EXERCISE INSTRUCTIONS:
Rewrite the lines of the material with "marker" swapped for "dot" and everything else unchanged, leaving out the pictures.

RECORDS SHOWN:
>> Begin

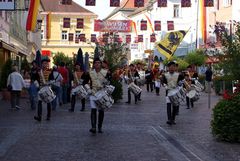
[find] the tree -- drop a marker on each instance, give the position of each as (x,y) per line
(115,53)
(229,61)
(6,70)
(61,57)
(196,58)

>> End

ANSWER TO THE EXERCISE:
[find] the tree -- drop a dot on each instance, give the position of each as (x,y) per line
(115,53)
(229,61)
(6,70)
(61,57)
(196,58)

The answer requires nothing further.